Rewrite the data below as a Markdown table with a No. column holding the row number and a Line column holding the text, one row per nonblank line. Keep the pictures out of the answer.

------------------------------------------------

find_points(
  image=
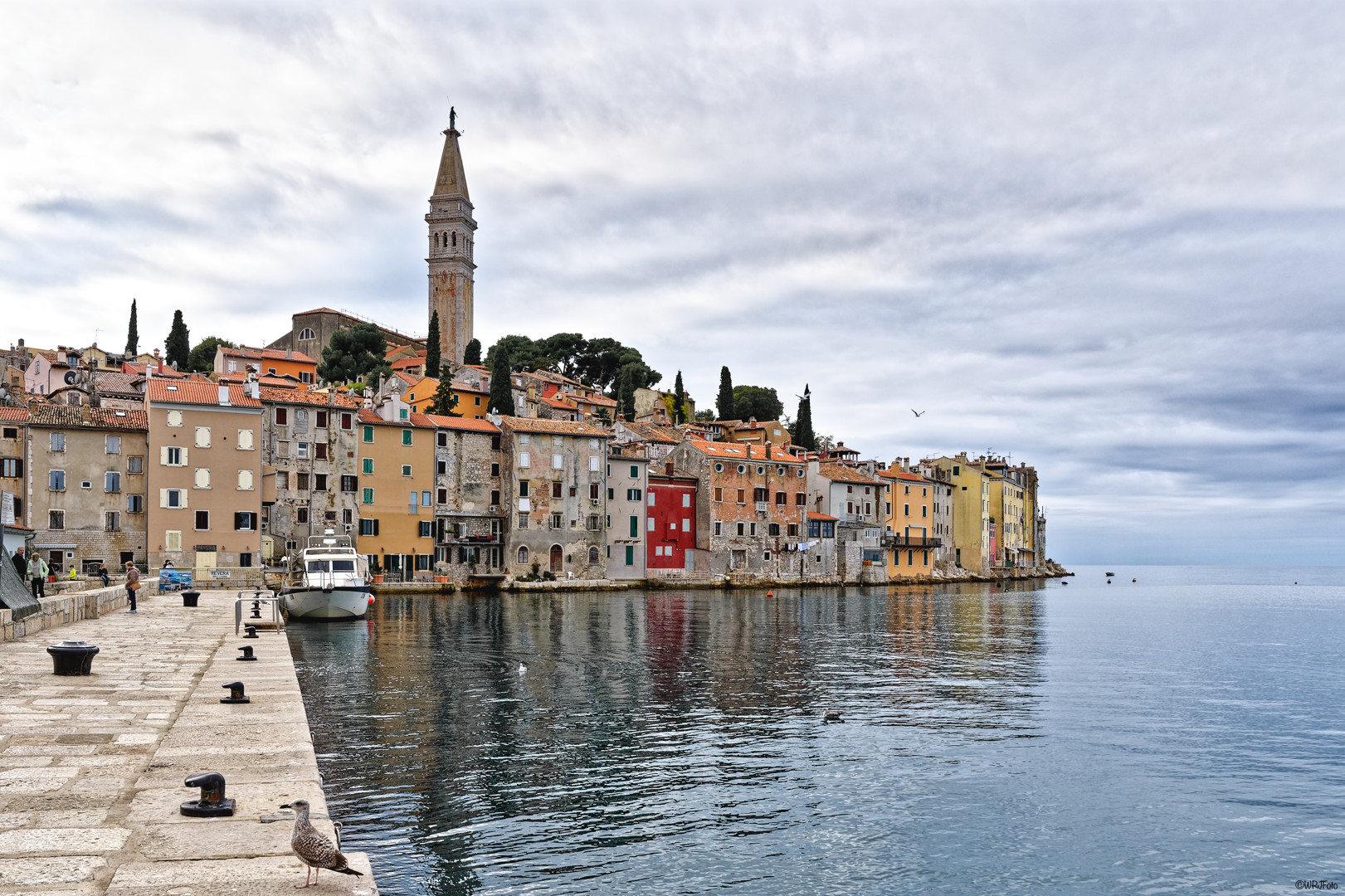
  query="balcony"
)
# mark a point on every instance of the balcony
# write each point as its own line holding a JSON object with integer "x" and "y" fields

------------------------------------------------

## TASK OUTPUT
| No. | Line |
|---|---|
| 1 | find_points( |
| 2 |   image= |
| 3 |   query="balcony" |
| 4 | ) |
| 5 | # mark a point on every instance of the balcony |
| 6 | # write each point as its own line holding a JSON object with integer "x" and "y" fields |